> Selected text:
+ + +

The piano man: a musical meditation

It is dusk and the piano man slides onto his bench and begins playing in the vast hotel lobby, which is arranged with socially distanced dining tables and bar seats for a pop-up piano lounge vibe. 

A sad smattering of customers eat and drink and, shhh, the piano man is tinkling his heart out, swaying ever so gently to his own one-man band. He presides over the shiny black baby grand with quiet authority, as much groovy gravitas as one can muster in a chain hotel that’s trying really hard. 

What am I doing here, listening to the piano man on a frigid Tuesday evening? That’s a short, spectacularly uninteresting story, reader, so we move onto the lonely man tickling plaintive keys, which are surely moist with his falling tears.

The piano man performs sans face mask but with a natty blue scarf round his neck,  evoking a Lake Tahoe lodge feel (the fireplace crackles). He should be wearing a face mask because he is not a singing piano man. He performs instrumentals of dubiously hip pop standards — “As Time Goes By,” “Moondance” — frilling the tunes with jazzy tinsel and rococo flourishes, the filigreed doodles of the creatively restive.

Without singing, this piano man (lower case) is unlike Billy Joel’s iconic Piano Man (upper case), who is implored to: Sing us a song you’re the piano man/Sing us a song tonight/Well we’re all in the mood for a melody/And you’ve got us feelin’ alright.

That’s not quite the scene in the hotel lobby bar this night. No one is making requests. No one is tossing five-spots at the resident artiste. (Where, oh piano man, is your tip jar tonight?) No one is “in the mood for a melody.” Alas, no one is listening.

+ + +

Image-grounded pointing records
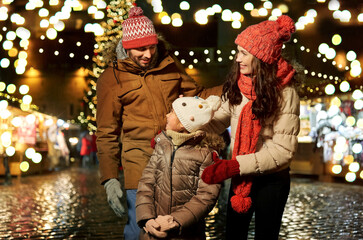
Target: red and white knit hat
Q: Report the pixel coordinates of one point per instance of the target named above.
(195, 112)
(138, 30)
(264, 40)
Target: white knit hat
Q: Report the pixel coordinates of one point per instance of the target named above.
(195, 112)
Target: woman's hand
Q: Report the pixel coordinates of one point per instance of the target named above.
(220, 170)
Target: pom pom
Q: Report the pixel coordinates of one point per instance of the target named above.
(135, 12)
(287, 27)
(214, 102)
(241, 204)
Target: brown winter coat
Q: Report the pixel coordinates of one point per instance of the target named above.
(132, 109)
(171, 184)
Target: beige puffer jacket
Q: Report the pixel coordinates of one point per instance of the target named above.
(277, 141)
(171, 184)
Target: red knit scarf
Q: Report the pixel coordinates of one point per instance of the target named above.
(247, 133)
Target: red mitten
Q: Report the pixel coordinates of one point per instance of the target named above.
(220, 170)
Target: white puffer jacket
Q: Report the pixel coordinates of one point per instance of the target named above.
(277, 141)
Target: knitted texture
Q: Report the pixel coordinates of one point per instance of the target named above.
(195, 112)
(264, 40)
(138, 30)
(220, 170)
(248, 130)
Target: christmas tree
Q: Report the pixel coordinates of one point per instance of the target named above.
(104, 52)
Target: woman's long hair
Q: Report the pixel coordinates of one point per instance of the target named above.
(266, 87)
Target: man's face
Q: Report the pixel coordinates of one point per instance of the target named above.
(142, 56)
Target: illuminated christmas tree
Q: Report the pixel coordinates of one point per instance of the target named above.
(106, 39)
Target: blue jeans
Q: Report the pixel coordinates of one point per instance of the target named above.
(269, 194)
(131, 230)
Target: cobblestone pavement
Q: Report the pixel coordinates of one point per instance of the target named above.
(70, 204)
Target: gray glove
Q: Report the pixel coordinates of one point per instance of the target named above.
(114, 195)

+ + +

Update the piano man piece by repeating it starting at "It is dusk and" and ending at "piano lounge vibe.", with "dusk" replaced by "nightfall".

It is nightfall and the piano man slides onto his bench and begins playing in the vast hotel lobby, which is arranged with socially distanced dining tables and bar seats for a pop-up piano lounge vibe.